> _DIRECTIVE_
Print the records below exactly as they appear.

> _DATA SECTION_

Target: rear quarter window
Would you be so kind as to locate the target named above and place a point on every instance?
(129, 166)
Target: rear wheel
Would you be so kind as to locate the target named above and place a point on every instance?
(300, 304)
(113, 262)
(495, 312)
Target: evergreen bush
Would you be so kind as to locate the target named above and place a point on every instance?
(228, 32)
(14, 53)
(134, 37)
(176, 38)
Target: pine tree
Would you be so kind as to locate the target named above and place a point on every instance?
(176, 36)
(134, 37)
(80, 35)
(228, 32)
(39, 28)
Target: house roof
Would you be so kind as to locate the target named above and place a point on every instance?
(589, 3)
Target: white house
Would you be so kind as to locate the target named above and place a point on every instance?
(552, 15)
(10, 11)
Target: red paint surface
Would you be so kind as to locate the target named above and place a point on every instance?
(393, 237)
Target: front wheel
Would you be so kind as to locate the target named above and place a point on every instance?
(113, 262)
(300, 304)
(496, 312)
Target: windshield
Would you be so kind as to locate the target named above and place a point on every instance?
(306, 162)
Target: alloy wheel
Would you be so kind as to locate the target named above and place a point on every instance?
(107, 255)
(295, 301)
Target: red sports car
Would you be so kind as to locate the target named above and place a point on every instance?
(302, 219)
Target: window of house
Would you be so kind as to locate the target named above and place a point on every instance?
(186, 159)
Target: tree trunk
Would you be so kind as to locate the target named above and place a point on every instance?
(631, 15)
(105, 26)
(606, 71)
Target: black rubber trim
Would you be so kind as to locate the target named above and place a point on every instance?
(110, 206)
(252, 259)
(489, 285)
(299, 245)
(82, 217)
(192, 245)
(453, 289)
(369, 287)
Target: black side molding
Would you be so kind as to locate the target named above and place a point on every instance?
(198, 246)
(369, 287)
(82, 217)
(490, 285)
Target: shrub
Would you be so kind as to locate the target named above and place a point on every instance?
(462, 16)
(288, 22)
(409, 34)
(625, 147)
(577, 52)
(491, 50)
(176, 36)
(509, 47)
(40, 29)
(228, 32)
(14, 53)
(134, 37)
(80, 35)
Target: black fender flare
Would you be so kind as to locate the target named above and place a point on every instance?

> _CORRECT RESPONSE_
Target: rear quarter window
Would you be so kind as to locate the target named above and place a point on every instance?
(129, 166)
Target: rear wheel
Would you be so kind as to locate the target named above and place a point on every instance?
(300, 304)
(113, 262)
(495, 312)
Target: evergreen bush
Would you be so kind as to locate the target named above and place a point on every instance?
(228, 32)
(14, 53)
(134, 37)
(176, 38)
Target: pine tree
Would you be so kind as to locate the target named above and place a point on every instance?
(176, 36)
(134, 37)
(80, 35)
(228, 32)
(39, 28)
Target: house roof
Would you be so kind as to locate the target named above and place a point on every instance?
(589, 3)
Target: white house
Would you be so kind as to locate the target named above and place a point on every instance?
(552, 15)
(10, 11)
Target: red paint surface
Would you be so kind as to locate the target named above and place a point on every instance?
(393, 237)
Target: front wheel
Would you be so kind as to locate the target named above and place a point on every instance?
(113, 262)
(300, 304)
(496, 312)
Target: windshield
Would you be so kind as to locate the target named above and place a point on every instance?
(306, 162)
Target: alloy wheel
Would you be so kind as to locate the target named above and place a point on every instance?
(107, 255)
(295, 301)
Target: red sports car
Would you be so kind as to locate the target named above and place a point on every instance?
(302, 219)
Target: window of house
Would you be so kind as to locate the target named above and place a point on every instance?
(186, 159)
Target: tree trunk
Would you be so kind as to locate the target named above and place a point on every instance?
(631, 15)
(105, 26)
(606, 71)
Target: black rubber trim
Would you be so kind as to locate the target named above and place a point on every instance?
(110, 206)
(252, 259)
(489, 285)
(299, 245)
(82, 217)
(192, 245)
(453, 289)
(369, 287)
Target: black side molding
Would you be so kind as to locate the target named above and place a point on every instance?
(198, 246)
(369, 287)
(82, 217)
(490, 285)
Target: shrub
Would you be so kind as to locate the target named above and place a point on every instance?
(462, 16)
(288, 22)
(409, 34)
(625, 147)
(577, 52)
(491, 50)
(176, 36)
(509, 47)
(40, 29)
(228, 32)
(14, 53)
(134, 37)
(80, 35)
Target: black fender flare
Would you be so kind as to locate the target named above and place a point on every instance?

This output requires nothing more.